◆ Task details
Transcribe each line below without altering anything.

◆ Data under study
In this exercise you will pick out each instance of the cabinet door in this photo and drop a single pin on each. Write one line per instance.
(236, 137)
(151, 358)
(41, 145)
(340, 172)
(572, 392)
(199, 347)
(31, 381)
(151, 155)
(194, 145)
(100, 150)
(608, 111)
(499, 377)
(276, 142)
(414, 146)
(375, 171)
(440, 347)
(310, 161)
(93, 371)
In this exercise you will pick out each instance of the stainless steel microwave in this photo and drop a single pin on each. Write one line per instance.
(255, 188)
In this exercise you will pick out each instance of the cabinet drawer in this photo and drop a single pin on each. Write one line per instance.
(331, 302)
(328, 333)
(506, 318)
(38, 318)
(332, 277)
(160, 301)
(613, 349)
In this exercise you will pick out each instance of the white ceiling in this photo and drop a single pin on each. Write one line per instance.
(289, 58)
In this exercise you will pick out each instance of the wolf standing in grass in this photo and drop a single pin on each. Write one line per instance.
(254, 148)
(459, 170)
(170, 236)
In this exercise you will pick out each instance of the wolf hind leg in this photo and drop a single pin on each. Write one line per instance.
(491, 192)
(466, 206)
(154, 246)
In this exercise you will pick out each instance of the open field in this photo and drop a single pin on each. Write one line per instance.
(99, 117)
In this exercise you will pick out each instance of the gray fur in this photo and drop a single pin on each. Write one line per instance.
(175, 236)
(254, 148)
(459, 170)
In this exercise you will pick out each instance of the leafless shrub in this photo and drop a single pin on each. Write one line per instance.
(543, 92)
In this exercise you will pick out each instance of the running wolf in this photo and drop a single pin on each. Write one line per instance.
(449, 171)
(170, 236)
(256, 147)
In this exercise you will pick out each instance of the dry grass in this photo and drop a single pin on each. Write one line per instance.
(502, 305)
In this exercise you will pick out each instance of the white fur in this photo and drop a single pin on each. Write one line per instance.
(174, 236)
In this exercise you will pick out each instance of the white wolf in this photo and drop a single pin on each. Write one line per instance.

◆ Answer to this exercise
In this exercise you will pick out each instance of the cabinet door in this photo and drop a single pin on each. Write one line per instance.
(236, 137)
(151, 358)
(41, 145)
(340, 172)
(572, 392)
(199, 347)
(31, 381)
(151, 155)
(194, 145)
(100, 150)
(608, 111)
(499, 377)
(276, 142)
(414, 146)
(375, 171)
(440, 347)
(310, 161)
(93, 371)
In this exercise you will pick out each instance of the stainless steel microwave in this photo and drop a single pin on each. Write one line per instance.
(255, 188)
In this exercise you will pick out each instance of the cabinet drawer in this photo and drop a single pin on each. Write one line per instance.
(331, 302)
(328, 333)
(506, 318)
(38, 318)
(332, 277)
(160, 301)
(613, 349)
In this exercise you will pick out each instance of the white ceiling in this photo and drop a single pin on each. Write one line per instance.
(289, 58)
In this exercise you will pick out each instance of the wolf standing in grass in this photo and drop a single pin on each. Write one line per instance.
(254, 148)
(459, 170)
(170, 236)
In this exercise you will pick out each instance of the wolf hind leg in this photo and drop a single pin on each. Write one line per instance.
(491, 192)
(466, 206)
(154, 246)
In this exercise you will pick out each instance of the open field in this photo and drop a single pin on each. Write one line per instance.
(99, 117)
In this exercise you will pick out each instance of the gray fur in this photo and drop a single pin on each. Write one line per instance.
(175, 236)
(254, 148)
(459, 170)
In this exercise you will pick out each instance of the leafless shrub in this photo and drop a single pin on each. Write one line per instance.
(543, 92)
In this exercise you will pick out each instance of the running wolf in this photo and drop a single pin on each. Write one line per instance.
(449, 171)
(170, 236)
(256, 147)
In this exercise you will pick out each instance of the dry grass in this photo and drop a single pin on each. Write one line per instance.
(502, 305)
In this exercise you will pick out each instance of the white fur in this photo and drop a single pin on each. Write one line per instance.
(174, 236)
In this exercise you will pick out each instance of the white wolf in this photo and drop a single pin on each. Write one line per instance.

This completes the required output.